TASK PROMPT:
Please copy the blog post, beginning at the words "So, yes, this" and stopping after "a Ishikawa diagram.", and substitute "bins" for "buckets".

PASSAGE:
━━━━━━

My favorite healthcare resource: www.Advisory.com

This is a consultancy / research group that was purchased by United Health’s Optum group. I am a huge fan of the work they do because it’s simple, data-driven, and focused on practical application. Basically, US healthcare has massive problems, and we need to start fixing them immediately. I read through a dozen articles with titles like:

  • 5 Ways to Invest in Your Nursing Leaders
  • First-year Nurse Retention
  • Addressing Physician (and Nurse) Burnout
  • Leading through Crisis
  • 6 Strategies to Build Your Future Workforce

Small kvetch. They used to offer hundreds of free (and informative) videos about healthcare. Great public service, but now those same videos are behind a paywall. Of course I want them to be profitable and protect their IP, but let’s also agree there is a lot of public health-related content that would be a public service. I emailed them. 

Lots of details, how to organize this?

As with any research effort, I started by reading and skimming lots of articles. We all know that it’s important to go broad first. Open the problem up slowly, give yourself some time to identify the potential boundaries of the problem.  As you will see, the root causes of the nursing crisis are diverse.

So, yes, this go-slow-at-first process is informative, but it’s also disorienting. My metaphorical legal pad got full very quickly with facts, anecdotes, thoughts.  How to catalog all this stuff so it makes sense? 

Put things in buckets

If you know me, or have been reading this blog for a few years, you know that I love buckets. One consulting tool to group details into root cause drivers is a “fishbone” diagram. Also, called a Ishikawa diagram.

━━━━━━

SUPPLIED DATA:
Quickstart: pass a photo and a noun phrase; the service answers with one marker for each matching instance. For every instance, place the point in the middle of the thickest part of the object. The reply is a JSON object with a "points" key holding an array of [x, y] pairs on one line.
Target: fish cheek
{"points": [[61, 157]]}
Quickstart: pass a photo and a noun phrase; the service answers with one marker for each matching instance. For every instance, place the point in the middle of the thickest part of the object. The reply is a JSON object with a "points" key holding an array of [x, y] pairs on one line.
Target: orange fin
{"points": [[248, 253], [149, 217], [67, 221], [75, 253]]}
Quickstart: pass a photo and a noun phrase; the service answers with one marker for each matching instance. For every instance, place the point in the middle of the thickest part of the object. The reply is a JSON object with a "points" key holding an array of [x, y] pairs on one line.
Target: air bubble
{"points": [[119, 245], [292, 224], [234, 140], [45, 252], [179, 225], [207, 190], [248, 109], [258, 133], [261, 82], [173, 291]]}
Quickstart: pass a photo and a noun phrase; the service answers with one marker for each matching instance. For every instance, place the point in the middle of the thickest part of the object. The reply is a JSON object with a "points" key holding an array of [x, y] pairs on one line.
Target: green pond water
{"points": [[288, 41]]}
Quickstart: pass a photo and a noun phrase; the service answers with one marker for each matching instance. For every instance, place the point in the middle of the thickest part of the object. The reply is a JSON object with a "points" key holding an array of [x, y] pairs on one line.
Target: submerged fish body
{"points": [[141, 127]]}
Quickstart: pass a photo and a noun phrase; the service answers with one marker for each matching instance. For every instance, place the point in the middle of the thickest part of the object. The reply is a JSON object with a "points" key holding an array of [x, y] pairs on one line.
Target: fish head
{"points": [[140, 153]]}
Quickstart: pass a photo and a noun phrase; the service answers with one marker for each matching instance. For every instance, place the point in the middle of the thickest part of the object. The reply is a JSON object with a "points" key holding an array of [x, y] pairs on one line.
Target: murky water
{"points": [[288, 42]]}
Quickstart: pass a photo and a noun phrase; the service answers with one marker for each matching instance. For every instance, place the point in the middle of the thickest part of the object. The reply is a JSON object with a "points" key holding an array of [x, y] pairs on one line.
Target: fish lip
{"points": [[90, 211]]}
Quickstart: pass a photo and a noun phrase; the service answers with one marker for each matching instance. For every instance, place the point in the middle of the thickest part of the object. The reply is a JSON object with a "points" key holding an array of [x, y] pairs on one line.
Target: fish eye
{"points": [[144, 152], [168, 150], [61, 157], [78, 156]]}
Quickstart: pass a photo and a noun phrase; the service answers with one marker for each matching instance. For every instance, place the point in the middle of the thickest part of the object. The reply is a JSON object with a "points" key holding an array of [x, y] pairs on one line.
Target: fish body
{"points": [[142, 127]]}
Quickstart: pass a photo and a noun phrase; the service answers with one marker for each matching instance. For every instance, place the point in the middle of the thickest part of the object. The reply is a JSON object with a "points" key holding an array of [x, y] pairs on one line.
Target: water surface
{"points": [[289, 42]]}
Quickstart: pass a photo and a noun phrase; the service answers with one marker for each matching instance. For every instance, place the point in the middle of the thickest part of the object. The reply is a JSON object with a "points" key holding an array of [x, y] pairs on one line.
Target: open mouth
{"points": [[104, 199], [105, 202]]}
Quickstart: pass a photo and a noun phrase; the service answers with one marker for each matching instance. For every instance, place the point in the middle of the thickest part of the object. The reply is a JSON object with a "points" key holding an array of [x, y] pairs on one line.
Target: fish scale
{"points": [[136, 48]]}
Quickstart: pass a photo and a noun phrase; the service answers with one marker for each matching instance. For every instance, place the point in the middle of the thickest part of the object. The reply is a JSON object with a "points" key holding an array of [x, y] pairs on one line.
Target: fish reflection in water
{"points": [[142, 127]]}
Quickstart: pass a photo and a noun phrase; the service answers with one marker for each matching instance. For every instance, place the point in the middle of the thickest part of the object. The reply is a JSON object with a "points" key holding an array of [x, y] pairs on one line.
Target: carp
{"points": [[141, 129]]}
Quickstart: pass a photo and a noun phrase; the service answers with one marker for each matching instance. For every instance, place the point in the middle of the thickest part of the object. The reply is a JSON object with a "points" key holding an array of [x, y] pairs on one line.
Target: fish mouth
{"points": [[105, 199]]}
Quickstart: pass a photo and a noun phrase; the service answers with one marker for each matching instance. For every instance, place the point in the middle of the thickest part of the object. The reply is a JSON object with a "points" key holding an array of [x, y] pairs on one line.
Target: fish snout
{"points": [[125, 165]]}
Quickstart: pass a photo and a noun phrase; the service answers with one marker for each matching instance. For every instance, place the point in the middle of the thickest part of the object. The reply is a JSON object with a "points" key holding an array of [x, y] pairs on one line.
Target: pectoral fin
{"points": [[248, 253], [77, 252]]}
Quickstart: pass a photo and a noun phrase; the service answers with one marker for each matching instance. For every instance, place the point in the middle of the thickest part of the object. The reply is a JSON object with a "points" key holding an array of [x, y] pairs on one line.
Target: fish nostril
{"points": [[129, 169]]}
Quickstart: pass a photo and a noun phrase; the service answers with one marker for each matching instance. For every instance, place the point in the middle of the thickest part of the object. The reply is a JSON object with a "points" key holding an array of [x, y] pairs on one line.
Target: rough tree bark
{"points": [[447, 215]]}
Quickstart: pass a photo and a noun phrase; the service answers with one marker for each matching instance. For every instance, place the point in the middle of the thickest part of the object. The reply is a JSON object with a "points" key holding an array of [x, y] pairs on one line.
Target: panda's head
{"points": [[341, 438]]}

━━━━━━

ANSWER SECTION:
So, yes, this go-slow-at-first process is informative, but it’s also disorienting. My metaphorical legal pad got full very quickly with facts, anecdotes, thoughts.  How to catalog all this stuff so it makes sense? 

Put things in bins

If you know me, or have been reading this blog for a few years, you know that I love bins. One consulting tool to group details into root cause drivers is a “fishbone” diagram. Also, called a Ishikawa diagram.